▶ _WHAT TO DO_:
a - Repeat everything from "11 December 2014, Source" down to "expert has declared." in the UN article on CIA torture.
b - In the UN article on CIA torture, which three adjectives describe treatment or punishment in the Special Rapporteur's title?
c - Could you continue the UN article on CIA torture from where it stops?

After CIA torture revelations, United States must now recover moral high ground – UN expert

11 December 2014, Source - UN Org.

 

 

Mr. Juan Mendez, Special Rapporteur on Torture, Cruel, Inhuman or Degrading Treatment or Punishment. UN Photo/Rick Bajornas

 

11 December 2014 – The United States' use of torture when interrogating prisoners captured in its “War on Terror” has damaged the country's moral high ground and created a set-back in the global fight against the condemnable practice, a United Nations human rights expert has declared.

 

“The example set by the United States on the use of torture has been a big draw-back in the fight against such practice in many other countries throughout the world,” Juan Mendez, the UN's Special Rapporteur on torture and other cruel, inhuman or degrading treatment or punishment, said in a news release today.

 

As a Special Rapporteur with a mandate to visit numerous countries across the globe, he added that now Member States were either implicitly or explicitly telling him “Why look at us? If the US tortures, why can't we do it?”

 

“We have lost a little bit of the moral high ground,” he continued. “But it can be regained and it should be regained.”

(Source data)
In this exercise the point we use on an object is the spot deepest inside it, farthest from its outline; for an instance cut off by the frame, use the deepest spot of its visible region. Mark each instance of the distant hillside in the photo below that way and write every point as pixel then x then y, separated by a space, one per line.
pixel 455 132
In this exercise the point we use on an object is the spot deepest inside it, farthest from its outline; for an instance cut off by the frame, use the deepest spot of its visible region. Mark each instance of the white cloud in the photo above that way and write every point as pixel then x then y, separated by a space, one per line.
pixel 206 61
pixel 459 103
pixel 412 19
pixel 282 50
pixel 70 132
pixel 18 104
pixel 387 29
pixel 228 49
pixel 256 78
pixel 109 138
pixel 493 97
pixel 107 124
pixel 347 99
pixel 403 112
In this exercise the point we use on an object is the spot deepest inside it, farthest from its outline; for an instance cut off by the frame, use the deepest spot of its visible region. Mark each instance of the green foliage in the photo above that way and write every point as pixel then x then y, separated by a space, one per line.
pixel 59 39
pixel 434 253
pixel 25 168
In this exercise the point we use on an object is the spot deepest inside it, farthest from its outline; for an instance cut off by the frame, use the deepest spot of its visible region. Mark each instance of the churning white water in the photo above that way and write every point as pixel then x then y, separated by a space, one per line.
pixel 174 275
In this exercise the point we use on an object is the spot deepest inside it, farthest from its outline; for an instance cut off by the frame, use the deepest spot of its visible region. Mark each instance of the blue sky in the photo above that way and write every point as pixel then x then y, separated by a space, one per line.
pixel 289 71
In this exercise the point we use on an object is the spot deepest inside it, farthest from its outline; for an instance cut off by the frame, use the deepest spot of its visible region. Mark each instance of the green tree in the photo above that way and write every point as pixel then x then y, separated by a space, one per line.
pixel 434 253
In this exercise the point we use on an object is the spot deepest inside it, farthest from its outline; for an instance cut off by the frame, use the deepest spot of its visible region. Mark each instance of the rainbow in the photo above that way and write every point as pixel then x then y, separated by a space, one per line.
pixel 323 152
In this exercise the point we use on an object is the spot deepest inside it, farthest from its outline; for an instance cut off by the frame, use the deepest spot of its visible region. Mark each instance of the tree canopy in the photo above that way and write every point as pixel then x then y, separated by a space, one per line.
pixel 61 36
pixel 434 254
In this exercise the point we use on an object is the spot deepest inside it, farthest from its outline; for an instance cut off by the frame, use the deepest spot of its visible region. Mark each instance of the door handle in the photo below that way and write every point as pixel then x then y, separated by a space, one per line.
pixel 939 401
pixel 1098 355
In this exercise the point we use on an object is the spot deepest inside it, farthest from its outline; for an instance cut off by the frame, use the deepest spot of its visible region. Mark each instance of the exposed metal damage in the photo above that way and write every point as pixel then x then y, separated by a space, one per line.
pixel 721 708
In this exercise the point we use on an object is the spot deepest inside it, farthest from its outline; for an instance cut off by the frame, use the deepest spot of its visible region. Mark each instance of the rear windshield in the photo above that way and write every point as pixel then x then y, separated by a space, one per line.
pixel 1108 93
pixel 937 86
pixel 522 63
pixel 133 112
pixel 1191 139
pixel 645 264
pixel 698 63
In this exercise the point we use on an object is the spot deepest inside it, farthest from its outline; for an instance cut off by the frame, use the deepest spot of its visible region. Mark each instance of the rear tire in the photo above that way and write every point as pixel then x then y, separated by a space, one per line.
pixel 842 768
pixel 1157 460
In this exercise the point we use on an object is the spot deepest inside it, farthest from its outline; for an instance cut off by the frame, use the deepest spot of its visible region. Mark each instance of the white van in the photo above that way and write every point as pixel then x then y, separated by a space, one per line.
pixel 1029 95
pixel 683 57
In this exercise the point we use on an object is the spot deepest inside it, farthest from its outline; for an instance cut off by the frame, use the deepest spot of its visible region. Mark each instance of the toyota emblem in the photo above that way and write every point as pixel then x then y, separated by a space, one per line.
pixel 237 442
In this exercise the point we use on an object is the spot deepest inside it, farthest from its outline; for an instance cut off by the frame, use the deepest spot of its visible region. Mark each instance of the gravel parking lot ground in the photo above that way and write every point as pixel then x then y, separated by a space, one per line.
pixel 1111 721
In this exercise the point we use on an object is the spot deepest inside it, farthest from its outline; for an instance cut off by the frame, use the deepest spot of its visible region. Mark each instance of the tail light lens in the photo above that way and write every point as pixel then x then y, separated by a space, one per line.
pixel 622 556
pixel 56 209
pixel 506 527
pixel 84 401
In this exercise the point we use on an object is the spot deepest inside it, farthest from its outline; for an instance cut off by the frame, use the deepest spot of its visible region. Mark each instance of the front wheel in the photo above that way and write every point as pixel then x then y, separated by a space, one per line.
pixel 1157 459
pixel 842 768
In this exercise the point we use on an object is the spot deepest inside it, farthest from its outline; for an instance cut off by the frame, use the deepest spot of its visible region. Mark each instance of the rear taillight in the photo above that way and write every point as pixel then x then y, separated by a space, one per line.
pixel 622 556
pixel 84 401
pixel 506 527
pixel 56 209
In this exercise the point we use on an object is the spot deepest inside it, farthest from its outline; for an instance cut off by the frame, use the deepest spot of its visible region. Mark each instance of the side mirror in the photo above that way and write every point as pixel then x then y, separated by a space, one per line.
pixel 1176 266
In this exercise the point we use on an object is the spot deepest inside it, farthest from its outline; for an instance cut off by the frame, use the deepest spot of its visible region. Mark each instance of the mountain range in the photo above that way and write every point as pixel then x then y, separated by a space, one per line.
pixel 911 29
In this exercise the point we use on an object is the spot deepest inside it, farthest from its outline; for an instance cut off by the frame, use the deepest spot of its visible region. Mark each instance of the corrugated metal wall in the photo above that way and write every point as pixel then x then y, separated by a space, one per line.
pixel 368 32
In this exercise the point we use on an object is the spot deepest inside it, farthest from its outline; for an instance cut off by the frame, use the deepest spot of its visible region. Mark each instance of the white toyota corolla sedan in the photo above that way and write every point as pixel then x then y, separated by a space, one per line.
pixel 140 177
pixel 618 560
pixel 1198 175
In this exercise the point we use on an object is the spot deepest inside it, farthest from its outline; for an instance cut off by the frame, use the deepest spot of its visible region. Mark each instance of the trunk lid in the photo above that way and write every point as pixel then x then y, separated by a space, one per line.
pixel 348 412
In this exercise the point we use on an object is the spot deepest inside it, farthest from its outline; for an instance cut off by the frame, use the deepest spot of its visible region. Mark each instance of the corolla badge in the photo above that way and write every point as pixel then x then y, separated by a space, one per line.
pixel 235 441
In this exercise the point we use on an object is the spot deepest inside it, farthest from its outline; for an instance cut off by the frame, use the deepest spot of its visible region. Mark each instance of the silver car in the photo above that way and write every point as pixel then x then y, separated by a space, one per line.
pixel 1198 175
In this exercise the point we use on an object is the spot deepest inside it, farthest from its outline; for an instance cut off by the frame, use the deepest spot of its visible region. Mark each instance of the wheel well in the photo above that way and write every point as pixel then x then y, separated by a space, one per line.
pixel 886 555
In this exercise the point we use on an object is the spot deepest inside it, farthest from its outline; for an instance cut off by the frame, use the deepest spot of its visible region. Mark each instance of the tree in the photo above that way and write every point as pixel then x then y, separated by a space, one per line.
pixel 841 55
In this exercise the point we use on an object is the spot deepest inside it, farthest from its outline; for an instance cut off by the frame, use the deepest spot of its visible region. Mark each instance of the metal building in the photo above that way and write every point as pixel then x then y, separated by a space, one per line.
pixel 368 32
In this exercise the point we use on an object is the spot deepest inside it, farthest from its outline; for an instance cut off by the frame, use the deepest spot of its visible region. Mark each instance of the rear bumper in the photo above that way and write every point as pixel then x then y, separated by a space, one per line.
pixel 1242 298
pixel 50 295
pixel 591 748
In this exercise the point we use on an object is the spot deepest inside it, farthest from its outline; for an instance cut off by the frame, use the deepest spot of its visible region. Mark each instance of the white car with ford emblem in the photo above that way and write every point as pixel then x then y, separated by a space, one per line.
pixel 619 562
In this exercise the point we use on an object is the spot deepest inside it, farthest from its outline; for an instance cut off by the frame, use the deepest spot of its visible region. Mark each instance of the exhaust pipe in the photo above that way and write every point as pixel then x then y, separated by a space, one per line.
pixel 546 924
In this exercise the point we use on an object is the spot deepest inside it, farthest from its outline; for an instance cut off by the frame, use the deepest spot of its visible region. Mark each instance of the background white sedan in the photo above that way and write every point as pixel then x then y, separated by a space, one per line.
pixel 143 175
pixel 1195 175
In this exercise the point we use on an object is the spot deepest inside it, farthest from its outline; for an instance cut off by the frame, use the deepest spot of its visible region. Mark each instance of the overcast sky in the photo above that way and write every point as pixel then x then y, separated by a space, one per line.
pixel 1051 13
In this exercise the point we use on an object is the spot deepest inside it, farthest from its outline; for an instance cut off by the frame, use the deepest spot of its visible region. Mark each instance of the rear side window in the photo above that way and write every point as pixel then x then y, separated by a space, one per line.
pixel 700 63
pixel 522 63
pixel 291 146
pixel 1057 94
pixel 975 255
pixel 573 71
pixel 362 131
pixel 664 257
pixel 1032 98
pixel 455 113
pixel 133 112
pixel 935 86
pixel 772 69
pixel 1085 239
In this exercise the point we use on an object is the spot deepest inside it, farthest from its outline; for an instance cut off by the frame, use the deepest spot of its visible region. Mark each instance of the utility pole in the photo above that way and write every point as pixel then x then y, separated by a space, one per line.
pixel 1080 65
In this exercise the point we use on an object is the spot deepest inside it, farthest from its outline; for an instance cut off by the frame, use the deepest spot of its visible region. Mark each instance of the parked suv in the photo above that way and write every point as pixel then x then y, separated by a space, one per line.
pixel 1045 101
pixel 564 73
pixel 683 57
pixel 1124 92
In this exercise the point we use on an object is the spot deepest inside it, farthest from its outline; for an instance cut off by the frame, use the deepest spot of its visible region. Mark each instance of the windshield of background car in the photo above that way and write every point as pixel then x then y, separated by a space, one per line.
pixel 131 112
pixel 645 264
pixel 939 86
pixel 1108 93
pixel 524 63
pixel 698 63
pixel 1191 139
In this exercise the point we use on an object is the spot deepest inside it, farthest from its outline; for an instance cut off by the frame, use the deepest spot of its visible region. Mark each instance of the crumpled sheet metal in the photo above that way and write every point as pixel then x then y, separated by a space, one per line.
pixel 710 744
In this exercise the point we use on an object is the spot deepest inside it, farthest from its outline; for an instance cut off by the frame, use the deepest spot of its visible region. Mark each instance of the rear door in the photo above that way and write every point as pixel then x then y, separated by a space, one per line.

▶ _REPLIES_:
a -
11 December 2014, Source - UN Org.

 

 

Mr. Juan Mendez, Special Rapporteur on Torture, Cruel, Inhuman or Degrading Treatment or Punishment. UN Photo/Rick Bajornas

 

11 December 2014 – The United States' use of torture when interrogating prisoners captured in its “War on Terror” has damaged the country's moral high ground and created a set-back in the global fight against the condemnable practice, a United Nations human rights expert has declared.

b - Cruel, inhuman, degrading

c -
Mr. Mendez's comments follow the long-awaited release of the US Senate Intelligence Committee's report on CIA interrogation techniques which concluded that US high officials promoted, encouraged and allowed the use of torture after the 9/11 terrorist attacks and during President George W. Bush's administration. The practice, known as “enhanced interrogation techniques,” was terminated by President Barack Obama.

 

The Special Rapporteur commended the “thorough and frank” report, particularly as it managed to break through a wall of silence put into place by the former administration which, he said, had “aggressively and repeatedly rejected the principles of transparency and accountability and maintains the pattern of denial and defense.”

 

“It is the Government's responsibility to let the US people know what happened during the years when extraordinary rendition, secret detention, and so-called enhanced interrogation techniques were practiced, and to ensure accountability and transparency to the fullest extent possible.”

 

Mr. Mendez noted that despite the United States' continued use of torture in interrogating prisoners suspected of affiliations with terrorist groups, the practice was not an effective means of acquiring intelligence or gaining cooperation from detainees. Instead, he added, the torture programmes had made the matter of terrorism worse and provided “a breeding ground for more terrorism.”

 

“As a nation that has publicly affirmed its belief that respect for truth advances respect for the rule of law, and as a nation that frequently calls for transparency and accountability in other countries, the United States must rise to meet the standards it has set both for itself and for others.”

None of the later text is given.